- [Description of the task]:
Each line below should be written out again without any change.

- [Record extracts]:
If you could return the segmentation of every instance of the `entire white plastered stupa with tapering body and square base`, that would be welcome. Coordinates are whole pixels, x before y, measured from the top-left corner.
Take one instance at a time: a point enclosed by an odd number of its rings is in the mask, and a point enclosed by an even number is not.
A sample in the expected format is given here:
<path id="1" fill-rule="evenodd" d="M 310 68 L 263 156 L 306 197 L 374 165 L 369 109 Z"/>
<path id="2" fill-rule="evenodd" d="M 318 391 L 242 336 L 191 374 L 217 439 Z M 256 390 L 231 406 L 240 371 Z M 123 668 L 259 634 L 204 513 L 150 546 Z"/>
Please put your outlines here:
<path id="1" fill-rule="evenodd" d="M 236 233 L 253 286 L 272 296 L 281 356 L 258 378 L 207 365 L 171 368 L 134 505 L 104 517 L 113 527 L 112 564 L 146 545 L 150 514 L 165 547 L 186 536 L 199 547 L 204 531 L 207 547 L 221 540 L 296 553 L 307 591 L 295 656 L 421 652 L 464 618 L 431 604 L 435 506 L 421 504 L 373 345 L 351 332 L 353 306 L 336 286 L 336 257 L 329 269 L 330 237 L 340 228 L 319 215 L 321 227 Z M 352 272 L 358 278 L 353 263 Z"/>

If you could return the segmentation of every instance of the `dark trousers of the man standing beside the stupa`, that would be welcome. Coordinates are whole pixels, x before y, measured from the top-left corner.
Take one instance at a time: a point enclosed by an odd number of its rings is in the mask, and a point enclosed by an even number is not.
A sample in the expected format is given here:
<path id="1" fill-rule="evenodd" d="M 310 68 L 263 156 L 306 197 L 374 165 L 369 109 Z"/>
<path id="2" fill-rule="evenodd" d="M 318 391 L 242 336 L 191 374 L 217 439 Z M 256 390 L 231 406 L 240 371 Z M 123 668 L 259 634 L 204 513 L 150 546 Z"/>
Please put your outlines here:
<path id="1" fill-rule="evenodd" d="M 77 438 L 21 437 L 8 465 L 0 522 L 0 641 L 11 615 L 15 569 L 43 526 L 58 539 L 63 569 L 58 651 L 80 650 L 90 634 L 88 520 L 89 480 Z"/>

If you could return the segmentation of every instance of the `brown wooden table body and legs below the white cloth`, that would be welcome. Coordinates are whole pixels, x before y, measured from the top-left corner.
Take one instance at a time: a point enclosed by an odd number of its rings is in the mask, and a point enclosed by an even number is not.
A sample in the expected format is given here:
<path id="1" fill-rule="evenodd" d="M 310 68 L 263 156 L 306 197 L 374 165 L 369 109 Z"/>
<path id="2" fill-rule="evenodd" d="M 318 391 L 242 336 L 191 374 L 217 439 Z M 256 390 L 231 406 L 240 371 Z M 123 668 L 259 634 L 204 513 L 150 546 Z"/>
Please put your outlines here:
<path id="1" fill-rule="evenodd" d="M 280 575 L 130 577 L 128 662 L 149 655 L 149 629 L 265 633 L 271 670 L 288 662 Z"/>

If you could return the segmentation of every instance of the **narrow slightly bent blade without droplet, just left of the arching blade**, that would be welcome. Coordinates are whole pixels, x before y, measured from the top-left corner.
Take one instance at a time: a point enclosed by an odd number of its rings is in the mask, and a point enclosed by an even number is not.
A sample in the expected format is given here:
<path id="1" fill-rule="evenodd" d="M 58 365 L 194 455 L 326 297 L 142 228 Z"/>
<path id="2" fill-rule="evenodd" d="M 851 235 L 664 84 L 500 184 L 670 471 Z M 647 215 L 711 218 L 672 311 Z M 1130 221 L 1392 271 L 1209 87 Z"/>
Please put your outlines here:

- [Answer to the exercise]:
If you could return the segmentation of every instance of the `entire white plastered stupa with tapering body and square base`, that would be welcome. Coordinates are whole pixels, x before y, measured from the top-left corner.
Take one instance at a time: a point enclosed by an odd number of its rings is in the mask, and a point enclosed by an even number is not.
A sample in the expected format is given here:
<path id="1" fill-rule="evenodd" d="M 310 68 L 263 156 L 306 197 L 374 165 L 369 109 Z"/>
<path id="2" fill-rule="evenodd" d="M 318 391 L 242 336 L 191 374 L 217 439 Z M 256 390 L 231 406 L 240 371 Z M 123 668 L 259 634 L 204 513 L 150 546 Z"/>
Please put your outlines here:
<path id="1" fill-rule="evenodd" d="M 236 233 L 253 286 L 272 296 L 281 356 L 258 378 L 207 365 L 171 368 L 134 505 L 104 517 L 113 527 L 112 564 L 146 545 L 150 514 L 165 547 L 186 536 L 199 547 L 204 531 L 207 547 L 221 540 L 296 553 L 307 591 L 295 656 L 421 652 L 464 618 L 431 604 L 435 506 L 421 504 L 373 345 L 351 332 L 353 306 L 336 286 L 336 257 L 329 269 L 330 237 L 340 228 L 319 215 L 321 227 Z M 352 272 L 358 278 L 353 263 Z"/>

If you could return the segmentation of every instance of the `dark trousers of the man standing beside the stupa`, that would be welcome. Coordinates are whole pixels, x before y, measured from the top-left corner.
Take one instance at a time: a point enclosed by an odd number of its rings is in the mask, and a point enclosed by an even number is not.
A sample in the expected format is given here:
<path id="1" fill-rule="evenodd" d="M 310 68 L 263 156 L 306 197 L 374 165 L 369 109 Z"/>
<path id="2" fill-rule="evenodd" d="M 318 391 L 242 336 L 191 374 L 217 439 Z M 256 390 L 231 406 L 240 371 Z M 123 668 L 259 634 L 204 513 L 150 546 Z"/>
Please put your outlines here:
<path id="1" fill-rule="evenodd" d="M 77 438 L 21 437 L 8 465 L 0 522 L 0 641 L 11 615 L 15 569 L 43 526 L 58 539 L 63 569 L 58 651 L 80 650 L 90 634 L 88 520 L 89 480 Z"/>

If you could return the segmentation of every instance of the `brown wooden table body and legs below the white cloth`, that would be welcome. Coordinates are whole pixels, x before y, measured from the top-left corner.
Take one instance at a time: a point enclosed by an odd number of its rings is in the mask, and a point enclosed by an even number is not.
A sample in the expected format is given here:
<path id="1" fill-rule="evenodd" d="M 310 68 L 263 156 L 306 197 L 374 165 L 369 109 Z"/>
<path id="2" fill-rule="evenodd" d="M 318 391 L 242 336 L 191 374 L 217 439 Z M 256 390 L 231 406 L 240 371 Z M 123 668 L 259 634 L 204 513 L 150 546 Z"/>
Please put your outlines here:
<path id="1" fill-rule="evenodd" d="M 280 575 L 130 577 L 128 662 L 149 655 L 149 629 L 265 633 L 271 670 L 288 662 Z"/>

If you could return the segmentation of every instance of the **narrow slightly bent blade without droplet, just left of the arching blade**, that would be welcome. Coordinates are whole pixels, x before y, measured from the top-left corner.
Take one instance at a time: a point enclosed by an odd number of its rings is in the mask, and a point enclosed by an even number is not.
A sample in the expected format is given here:
<path id="1" fill-rule="evenodd" d="M 58 365 L 194 455 L 326 297 L 142 228 Z"/>
<path id="2" fill-rule="evenodd" d="M 851 235 L 664 84 L 500 184 L 670 471 Z M 647 215 L 711 218 L 672 311 Z M 1130 221 L 1392 271 L 1209 87 Z"/>
Please put your outlines here:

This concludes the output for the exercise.